◆ TASKS ◆
• a. Rewrite the paragraph of the Swift REPL passage that begins "This makes sense when coding" more briefly, keeping its main facts.
• b. Switch "basics" to "fundamentals" in the Swift REPL passage and give it again from "Our first entry" to "powers when developing.".

◆ TEXT PASSAGE ◆
______________________________

Our first entry on the REPL covered just the basics, showing how to use the REPL to experiment with Swift as you learn the language. This post explores one way that the REPL bends normal coding rules to give you new powers when developing.

Redefining Identifiers

The Swift compiler automatically protects against a wide range of programming mistakes, including unintentional ambiguity arising from defining the same identifier twice:

swiftc -
var x = "The Answer"
var x = 42
^D
error: invalid redeclaration of 'x'

This makes sense when coding in a non-interactive editor, but in the REPL interactive environment it’s useful to be able to easily make changes. The REPL was specifically designed with this kind of convenience in mind:

  1> var x = "The Answer"
x: String = "The Answer"

______________________________

◆ EXTRACTED ENTRIES ◆
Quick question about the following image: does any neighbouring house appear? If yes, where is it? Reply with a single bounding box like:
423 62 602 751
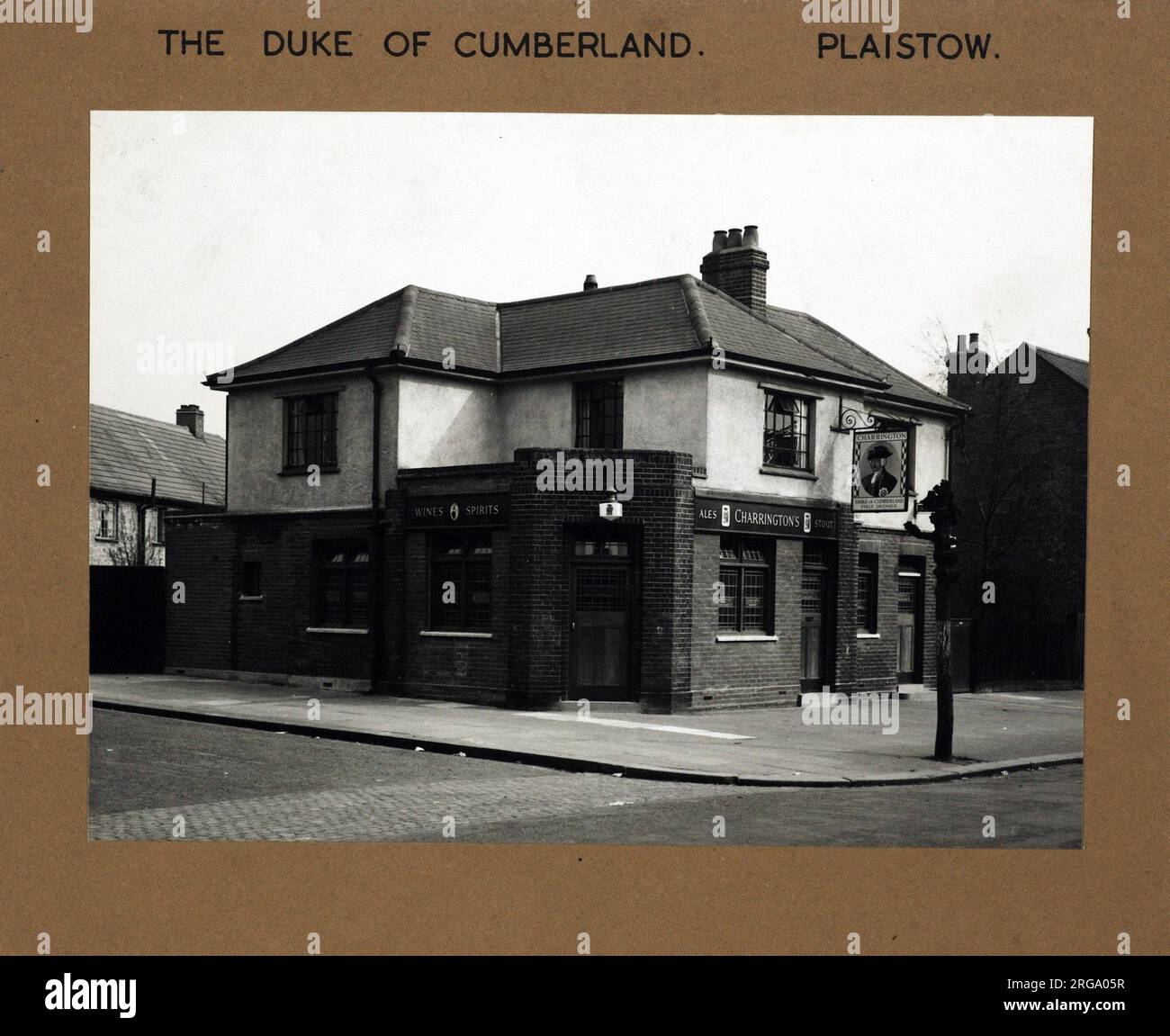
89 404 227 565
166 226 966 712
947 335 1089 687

______________________________

◆ SOLVED TASKS ◆
• a. Preventing redeclaration suits a non-interactive editor. In the interactive REPL, though, easy changes are useful, and the REPL was designed for that convenience.

• b.
Our first entry on the REPL covered just the fundamentals, showing how to use the REPL to experiment with Swift as you learn the language. This post explores one way that the REPL bends normal coding rules to give you new powers when developing.